Convert all the data below into a JSON list of strings, one string per line, skipping blank lines and leaving out the pictures.

Stored data:
────
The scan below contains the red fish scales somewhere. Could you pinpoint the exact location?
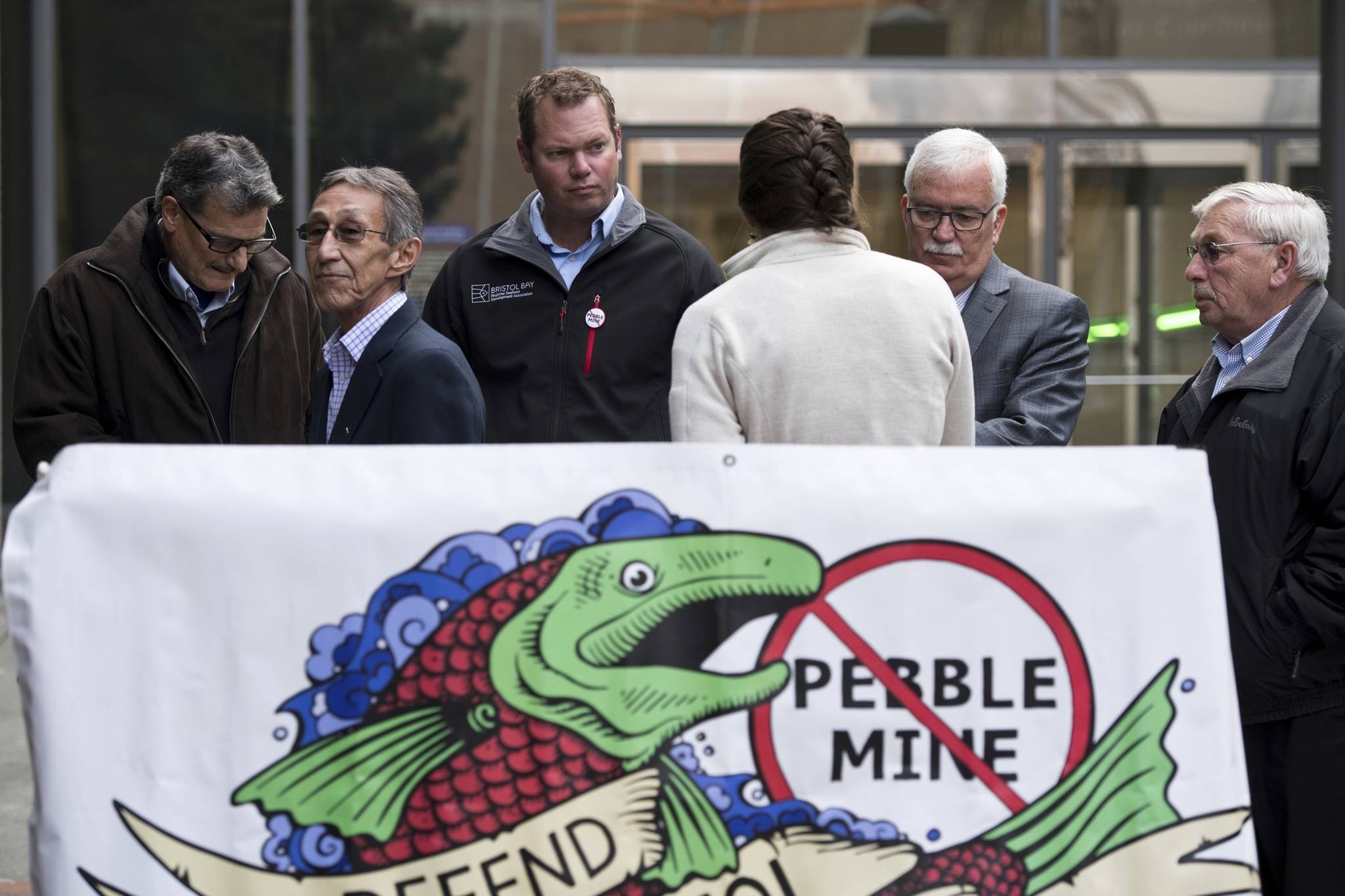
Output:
[878,840,1028,896]
[349,555,620,869]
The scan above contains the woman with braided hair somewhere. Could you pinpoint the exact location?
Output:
[670,109,974,444]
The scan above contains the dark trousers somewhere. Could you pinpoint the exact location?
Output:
[1243,706,1345,896]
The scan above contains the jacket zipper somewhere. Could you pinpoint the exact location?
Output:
[552,295,570,442]
[584,295,603,376]
[87,262,223,444]
[229,266,295,442]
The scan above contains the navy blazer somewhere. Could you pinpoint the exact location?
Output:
[961,254,1088,444]
[308,298,485,444]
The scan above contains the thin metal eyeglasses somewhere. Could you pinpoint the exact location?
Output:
[295,224,387,243]
[906,203,1000,232]
[1186,239,1279,265]
[173,196,276,255]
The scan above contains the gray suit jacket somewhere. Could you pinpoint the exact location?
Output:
[961,255,1088,444]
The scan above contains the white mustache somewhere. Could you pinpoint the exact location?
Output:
[920,239,963,255]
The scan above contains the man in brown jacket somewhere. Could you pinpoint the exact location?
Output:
[13,133,323,474]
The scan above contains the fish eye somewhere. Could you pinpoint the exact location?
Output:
[621,560,655,594]
[738,778,771,809]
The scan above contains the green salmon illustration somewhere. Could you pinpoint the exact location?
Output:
[234,532,822,888]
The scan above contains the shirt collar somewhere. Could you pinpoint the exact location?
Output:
[952,280,981,312]
[323,290,406,367]
[168,259,238,308]
[1209,305,1291,367]
[527,184,625,255]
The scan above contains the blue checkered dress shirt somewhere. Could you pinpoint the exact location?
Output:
[1209,307,1289,396]
[323,291,406,442]
[527,184,625,289]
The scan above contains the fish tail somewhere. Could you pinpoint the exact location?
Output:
[984,660,1180,896]
[643,755,738,889]
[232,706,464,842]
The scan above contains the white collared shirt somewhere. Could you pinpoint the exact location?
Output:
[1209,305,1291,396]
[323,290,406,442]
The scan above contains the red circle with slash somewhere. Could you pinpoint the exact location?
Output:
[751,540,1093,813]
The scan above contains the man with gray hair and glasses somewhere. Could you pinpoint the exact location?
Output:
[1158,182,1345,895]
[299,168,485,444]
[12,132,321,475]
[901,127,1088,444]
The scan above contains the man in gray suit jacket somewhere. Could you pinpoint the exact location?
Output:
[901,127,1088,444]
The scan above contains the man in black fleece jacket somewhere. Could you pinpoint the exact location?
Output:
[425,68,724,442]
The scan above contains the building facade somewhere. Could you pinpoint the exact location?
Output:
[0,0,1322,503]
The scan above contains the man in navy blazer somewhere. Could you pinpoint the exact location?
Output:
[299,168,485,444]
[901,127,1088,444]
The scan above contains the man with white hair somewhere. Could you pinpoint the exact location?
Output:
[901,127,1088,444]
[1158,182,1345,893]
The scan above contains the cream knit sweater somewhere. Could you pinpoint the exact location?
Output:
[669,228,975,444]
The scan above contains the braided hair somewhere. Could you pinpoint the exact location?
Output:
[738,109,860,234]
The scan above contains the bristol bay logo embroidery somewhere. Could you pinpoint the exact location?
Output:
[82,492,1256,896]
[472,280,537,305]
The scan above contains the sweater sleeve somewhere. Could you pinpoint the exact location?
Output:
[939,311,977,444]
[669,305,747,442]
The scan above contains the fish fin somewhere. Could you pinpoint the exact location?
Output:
[232,706,463,842]
[644,755,738,889]
[984,661,1180,896]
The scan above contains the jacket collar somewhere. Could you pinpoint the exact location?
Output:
[485,184,646,288]
[321,299,420,444]
[961,253,1013,354]
[1177,284,1327,437]
[724,227,869,277]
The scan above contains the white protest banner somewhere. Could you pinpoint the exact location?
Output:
[3,444,1256,896]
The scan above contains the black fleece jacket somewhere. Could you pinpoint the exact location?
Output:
[425,186,724,442]
[1158,284,1345,724]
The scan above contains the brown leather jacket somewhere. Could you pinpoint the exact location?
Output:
[13,199,323,474]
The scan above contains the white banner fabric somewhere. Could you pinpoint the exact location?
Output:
[3,444,1256,896]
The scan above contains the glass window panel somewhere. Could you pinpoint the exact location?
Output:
[1060,141,1260,444]
[1277,140,1326,202]
[1060,0,1322,59]
[1069,381,1195,444]
[556,0,1045,58]
[57,0,293,263]
[312,0,542,304]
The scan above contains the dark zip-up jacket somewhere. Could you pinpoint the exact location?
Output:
[425,186,724,442]
[1158,284,1345,724]
[12,199,323,474]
────
Response to this task:
[
  "The scan below contains the red fish scales somewhere. Could you pinpoint the exact location?",
  "Output:",
  "[878,840,1028,896]",
  "[349,555,620,869]",
  "The scan above contains the woman with braided hair somewhere. Could you pinpoint the exact location?",
  "Output:",
  "[670,109,974,444]",
  "The scan above contains the dark trousers somewhere. Could you pinpoint the exact location?",
  "Output:",
  "[1243,706,1345,896]",
  "The scan above contains the jacket zipper somewhere. Could you pinpoint the exact location?",
  "Output:",
  "[552,295,570,442]",
  "[584,295,603,376]",
  "[87,262,223,444]",
  "[229,266,295,442]",
  "The scan above contains the navy blazer somewhere. Could you pinpoint the exact location?",
  "Output:",
  "[961,254,1088,444]",
  "[308,298,485,444]",
  "The scan above contains the thin metal eyeglasses somewhere. Could you pinpoint the exact location?",
  "Output:",
  "[295,224,387,243]",
  "[906,203,1000,232]",
  "[1186,239,1279,265]",
  "[173,196,276,255]",
  "The scan above contains the gray suit jacket somewhere. Could you pinpoint the exact location?",
  "Output:",
  "[961,255,1088,444]",
  "The scan above contains the white mustache somewhere. Could you pinpoint the exact location?",
  "Output:",
  "[920,239,963,255]",
  "The scan above contains the man in brown jacket somewhere. Could you pinpoint the exact location?",
  "Output:",
  "[13,133,323,474]",
  "The scan above contains the fish eye somewhere. Could you pinpoint the exact location?",
  "Output:",
  "[621,560,655,594]",
  "[738,778,771,809]",
  "The scan above contains the green salmon illustration somewhere. Could you pinpoint the exact location?",
  "Output:",
  "[234,532,822,888]",
  "The scan above contains the shirt collar somewhere. Could you pinpoint the exact location?",
  "Output:",
  "[952,280,981,312]",
  "[323,290,406,367]",
  "[168,259,238,308]",
  "[1209,305,1291,367]",
  "[527,184,625,255]",
  "The scan above contains the blue checkered dress shirt somewhere. Could you pinpoint the exact location?",
  "Output:",
  "[1209,307,1289,396]",
  "[323,291,406,442]",
  "[527,184,625,289]",
  "The scan above contains the fish tail somewhere. Could you pinpoint the exact location?",
  "Output:",
  "[984,660,1180,896]",
  "[643,755,738,889]",
  "[232,706,464,842]",
  "The scan above contains the white collared shirt somewhere. Could you pinpoint the exact location?",
  "Output:",
  "[1209,305,1291,396]",
  "[323,290,406,442]",
  "The scan above contains the red circle with slash somewhere. Could you pinpoint the exact location?",
  "Output:",
  "[751,540,1093,813]",
  "The scan above contains the man with gray hair and glasses somewhere. Could you pinpoint the exact location?",
  "Output:",
  "[1158,182,1345,895]",
  "[299,168,485,444]",
  "[12,132,321,475]",
  "[901,127,1088,444]",
  "The scan above contains the man in gray suit jacket somewhere. Could you pinpoint the exact location?",
  "Output:",
  "[901,127,1088,444]",
  "The scan above contains the man in black fleece jacket somewhere. Could you pinpoint the exact location?",
  "Output:",
  "[425,68,724,442]",
  "The scan above contains the building facade somewhere. Could you pinpoint the exact location?",
  "Output:",
  "[0,0,1322,503]",
  "The scan above contains the man in navy blazer somewhere. Could you pinpoint the exact location?",
  "Output:",
  "[299,168,485,444]",
  "[901,127,1088,444]",
  "The scan above contains the man with white hair somewhere. Could you pinpoint the exact location?",
  "Output:",
  "[901,127,1088,444]",
  "[1158,182,1345,893]",
  "The scan above contains the cream knit sweater somewhere. Could you pinpoint the exact location?",
  "Output:",
  "[669,228,975,444]",
  "The scan above contains the braided hair somewhere. Could you pinpoint the exact location?",
  "Output:",
  "[738,109,860,234]",
  "The scan above contains the bristol bay logo embroidery somewhere. Could you pinpoint the exact location?",
  "Output:",
  "[82,492,1256,896]",
  "[472,280,537,305]",
  "The scan above contains the sweater sleeve somewhere. Could you pinpoint the exact location?",
  "Output:",
  "[939,311,977,444]",
  "[669,305,747,442]",
  "The scan above contains the fish fin somewhere. Could you pinpoint the exact location?",
  "Output:",
  "[232,706,463,842]",
  "[644,755,738,889]",
  "[984,661,1180,896]",
  "The scan above contains the jacket collar somewhere. Could you pinpoint the exact location?",
  "Output:",
  "[485,184,646,288]",
  "[321,299,420,444]",
  "[961,253,1013,354]",
  "[1177,284,1327,437]",
  "[724,227,869,277]",
  "The scan above contains the white protest banner somewhere. Could you pinpoint the exact location?",
  "Output:",
  "[3,444,1256,896]",
  "The scan above contains the black fleece jacket somewhere. Could you pinpoint the exact location?",
  "Output:",
  "[425,186,724,442]",
  "[1158,284,1345,724]",
  "The scan above contains the brown leather jacket somewhere. Could you pinpoint the exact location?",
  "Output:",
  "[13,199,323,474]",
  "The scan above contains the white banner fabric somewhere. Could you pinpoint the exact location?",
  "Output:",
  "[3,444,1256,896]",
  "The scan above contains the glass window panel somewhere. Could you pinpoint the exact location?",
  "Output:",
  "[1060,141,1260,444]",
  "[1277,140,1326,202]",
  "[1060,0,1322,59]",
  "[1069,381,1195,444]",
  "[556,0,1045,58]",
  "[57,0,293,263]",
  "[312,0,542,304]",
  "The scan above contains the dark zip-up jacket somewhere. Could you pinpoint the exact location?",
  "Output:",
  "[425,186,724,442]",
  "[1158,284,1345,724]",
  "[12,199,323,474]"
]